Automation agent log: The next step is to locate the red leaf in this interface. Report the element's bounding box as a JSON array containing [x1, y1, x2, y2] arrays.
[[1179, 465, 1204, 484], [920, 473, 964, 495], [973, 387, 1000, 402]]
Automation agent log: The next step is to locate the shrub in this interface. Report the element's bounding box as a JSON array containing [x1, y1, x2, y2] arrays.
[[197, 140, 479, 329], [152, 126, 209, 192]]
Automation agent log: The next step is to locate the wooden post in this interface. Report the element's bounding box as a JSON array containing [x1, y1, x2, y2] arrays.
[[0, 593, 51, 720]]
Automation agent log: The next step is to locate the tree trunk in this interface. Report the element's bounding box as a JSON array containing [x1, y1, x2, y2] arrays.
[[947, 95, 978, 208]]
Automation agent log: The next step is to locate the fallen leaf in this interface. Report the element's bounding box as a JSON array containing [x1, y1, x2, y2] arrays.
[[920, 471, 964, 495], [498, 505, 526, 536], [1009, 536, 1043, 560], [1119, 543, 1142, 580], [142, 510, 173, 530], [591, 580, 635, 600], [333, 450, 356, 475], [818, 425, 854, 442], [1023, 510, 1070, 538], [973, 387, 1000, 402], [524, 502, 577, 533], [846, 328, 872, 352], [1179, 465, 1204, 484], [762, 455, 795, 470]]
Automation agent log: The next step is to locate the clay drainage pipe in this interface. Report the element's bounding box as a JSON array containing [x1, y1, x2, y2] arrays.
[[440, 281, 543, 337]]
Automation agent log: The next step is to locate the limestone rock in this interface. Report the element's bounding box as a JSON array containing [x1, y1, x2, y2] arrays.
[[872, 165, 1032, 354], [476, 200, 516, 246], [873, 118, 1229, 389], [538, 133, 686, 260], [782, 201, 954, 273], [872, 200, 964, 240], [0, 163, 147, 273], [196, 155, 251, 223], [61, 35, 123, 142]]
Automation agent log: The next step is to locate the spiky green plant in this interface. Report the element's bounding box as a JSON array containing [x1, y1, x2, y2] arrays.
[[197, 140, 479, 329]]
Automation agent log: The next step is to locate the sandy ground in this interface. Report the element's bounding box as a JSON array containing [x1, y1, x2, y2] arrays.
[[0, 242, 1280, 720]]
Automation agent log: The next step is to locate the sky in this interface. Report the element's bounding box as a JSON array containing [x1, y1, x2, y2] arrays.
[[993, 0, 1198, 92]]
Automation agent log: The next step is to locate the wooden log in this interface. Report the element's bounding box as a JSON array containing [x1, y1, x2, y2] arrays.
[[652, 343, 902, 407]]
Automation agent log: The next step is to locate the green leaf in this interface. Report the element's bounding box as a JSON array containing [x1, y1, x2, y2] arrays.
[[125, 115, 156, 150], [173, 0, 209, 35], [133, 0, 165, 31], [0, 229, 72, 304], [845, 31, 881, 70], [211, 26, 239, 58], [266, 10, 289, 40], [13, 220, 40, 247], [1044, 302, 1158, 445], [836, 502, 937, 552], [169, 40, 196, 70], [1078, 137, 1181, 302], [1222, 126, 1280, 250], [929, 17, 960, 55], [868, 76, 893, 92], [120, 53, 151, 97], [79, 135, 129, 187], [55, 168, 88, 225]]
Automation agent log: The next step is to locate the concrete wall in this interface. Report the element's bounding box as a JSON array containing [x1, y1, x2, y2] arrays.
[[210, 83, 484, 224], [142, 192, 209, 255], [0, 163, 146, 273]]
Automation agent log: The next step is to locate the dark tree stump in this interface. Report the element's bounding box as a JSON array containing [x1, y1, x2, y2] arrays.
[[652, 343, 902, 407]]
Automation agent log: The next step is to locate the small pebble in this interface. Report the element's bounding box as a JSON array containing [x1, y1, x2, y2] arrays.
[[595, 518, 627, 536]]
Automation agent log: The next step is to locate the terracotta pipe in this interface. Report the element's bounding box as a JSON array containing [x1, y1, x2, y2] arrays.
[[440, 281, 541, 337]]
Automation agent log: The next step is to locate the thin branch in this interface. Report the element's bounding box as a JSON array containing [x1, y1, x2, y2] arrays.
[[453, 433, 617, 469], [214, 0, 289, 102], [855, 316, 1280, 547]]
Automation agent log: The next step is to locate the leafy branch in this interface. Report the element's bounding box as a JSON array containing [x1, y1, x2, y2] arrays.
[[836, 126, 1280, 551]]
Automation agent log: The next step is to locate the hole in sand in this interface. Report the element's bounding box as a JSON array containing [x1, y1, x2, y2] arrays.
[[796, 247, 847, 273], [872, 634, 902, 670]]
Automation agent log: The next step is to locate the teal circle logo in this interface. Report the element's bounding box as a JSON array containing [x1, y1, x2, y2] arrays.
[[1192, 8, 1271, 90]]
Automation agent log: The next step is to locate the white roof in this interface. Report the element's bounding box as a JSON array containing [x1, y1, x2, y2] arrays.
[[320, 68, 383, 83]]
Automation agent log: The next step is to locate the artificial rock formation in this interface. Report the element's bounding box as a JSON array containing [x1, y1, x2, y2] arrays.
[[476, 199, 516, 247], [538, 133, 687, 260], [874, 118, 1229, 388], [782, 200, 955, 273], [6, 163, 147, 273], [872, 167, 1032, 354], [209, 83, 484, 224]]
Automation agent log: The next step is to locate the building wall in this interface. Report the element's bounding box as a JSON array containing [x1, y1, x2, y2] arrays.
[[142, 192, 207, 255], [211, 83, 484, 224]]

§ TASK INSTRUCTIONS: Copy every one of the records above word for word, without changing anything.

§ SOLUTION TO THIS EXERCISE:
Automation agent log: The next step is to locate the red leaf in this interface. Report the element's bounding box as a JSON array containing [x1, y1, x2, y2] arrays.
[[1179, 465, 1204, 484], [920, 473, 964, 495], [973, 387, 1000, 402]]
Automation agent log: The next step is to locate the shrub in this interface. Report the element's bounding box as a JSON array containing [x1, y1, x2, y2] arrays.
[[197, 140, 479, 329], [152, 126, 209, 192]]
Automation agent log: The next step is to locate the wooden post in this interface. Report the element's bounding box as a JSON array containing [x1, y1, x2, y2] arrays.
[[0, 593, 51, 720]]
Automation agent log: The next step is to locate the tree trunk in this interface. Report the element's bounding box as a JSON array containing [x1, y1, x2, y2] arrays.
[[947, 95, 978, 208]]
Automation agent log: The next step is to locate the fallen leaf in this interface. Report the element's bounding box as a JSON array containing [x1, y1, x2, y2] arrays.
[[920, 471, 964, 495], [498, 505, 526, 536], [1009, 536, 1043, 560], [1119, 543, 1142, 580], [142, 510, 173, 530], [591, 580, 635, 600], [333, 450, 356, 475], [818, 425, 854, 442], [1023, 510, 1070, 538], [973, 387, 1000, 402], [524, 502, 577, 533], [846, 328, 872, 352], [1179, 465, 1204, 484], [762, 455, 795, 470]]
Automation agent log: The next step is to locate the clay drainage pipe in this interface. Report the element's bounding box as a JSON array containing [x1, y1, x2, y2] arrays.
[[440, 281, 543, 337]]
Automation agent log: The next step is to locate the limestone rock in this interface. Report the element's bounding box as a JSON array containing [x1, y1, x2, y2] arrays.
[[872, 165, 1032, 354], [476, 200, 516, 246], [873, 118, 1229, 389], [538, 133, 686, 260], [782, 201, 954, 273], [872, 200, 964, 240], [0, 163, 147, 273], [196, 155, 251, 223], [61, 35, 123, 142]]
Automation agent log: The next step is to locate the spiky green plant in this interface. Report the element's bounding box as a JSON array containing [x1, y1, x2, y2] arrays.
[[197, 140, 479, 329]]
Automation agent log: The next step is to locate the sandy ground in this interface. Report the element's bounding box as a JSON array containing [x1, y1, x2, y2] arrays.
[[0, 242, 1280, 720]]
Automation agent log: The next step is to locate the sky in this interface. Report the element's bounding box as a JSON array containing [x1, y1, x2, y2] arrays.
[[993, 0, 1198, 92]]
Automation agent log: The next step is to locate the wooden log in this interface. Report the element's bounding box as a JSON array containing [x1, y1, x2, y2] arrays.
[[652, 343, 902, 407]]
Automation agent log: The next step is to locate the green leaf in this interface. Report the element's bounding box as a JSON array containing [x1, y1, x2, y2] arrays.
[[125, 115, 156, 150], [173, 0, 209, 35], [133, 0, 165, 31], [0, 229, 72, 304], [845, 31, 881, 70], [211, 26, 239, 58], [266, 10, 289, 40], [13, 220, 40, 247], [1044, 302, 1158, 445], [836, 502, 937, 552], [169, 40, 196, 70], [1078, 137, 1181, 302], [1222, 126, 1280, 250], [929, 17, 960, 55], [868, 76, 893, 92], [120, 53, 151, 97], [79, 135, 129, 187], [55, 168, 88, 225]]
Automation agent log: The next step is to locate the concrete wall in this interface. Report the element's bounding box as a JSON array containing [x1, y1, x2, y2] arrays.
[[210, 83, 484, 224], [142, 192, 209, 255], [0, 163, 146, 273]]
Automation agent log: The next step is to locate the dark tree stump in this interface. Report the element's bounding box as a JSON array containing [x1, y1, x2, y2] arrays.
[[652, 343, 902, 407]]
Automation agent log: The next step is to locate the small pebble in this interface. Report the element's bounding box as a JSON array containing [x1, y1, x2, y2] arrays.
[[595, 518, 627, 536]]
Automation agent log: The next step is to locate the terracotta pipe in this interface. Report the element's bounding box as a JSON array containing [x1, y1, x2, y2] arrays.
[[440, 281, 541, 337]]
Automation agent log: The next step is to locate the thin branch in this interface. Report the element's bounding box as a JSON array containing [x1, y1, x2, y2] arrays.
[[453, 433, 617, 469], [214, 0, 289, 102], [855, 316, 1280, 547]]
Automation agent log: The next step is to locate the leafy branch in this interface. Report the element's bounding box as a JSON array containing [x1, y1, x2, y2] arrays.
[[836, 126, 1280, 551]]
Automation agent log: The next step is to locate the hole in sand in this interface. Report the element's bounding box as a JSON array containing [x1, y1, x2, y2] arrays.
[[796, 247, 847, 273], [872, 634, 902, 670]]
Automation agent log: The next step is to locate the teal circle logo in this interface. Report the element's bounding box as a JSON array containing [x1, y1, x2, y2] arrays.
[[1192, 8, 1271, 90]]
Automation agent log: The next step is to locate the white roof in this interface. Report the element's bounding box as a JSON array containing [x1, y1, x2, y2] arrays.
[[320, 68, 383, 83]]
Automation agent log: The next step is to locate the artificial rock formation in this interface. Report the element's bounding box as a JSON array containing [x1, y1, x2, y2] arrays.
[[476, 199, 516, 247], [538, 133, 687, 260], [874, 118, 1229, 388], [782, 200, 955, 273], [6, 163, 147, 273], [872, 167, 1032, 354], [209, 83, 484, 224]]
Automation agent log: The next step is to locate the building wall in this interface. Report the element's bounding box as a JSON array containing [x1, y1, x2, y2] arrays.
[[142, 192, 207, 255], [211, 83, 484, 224]]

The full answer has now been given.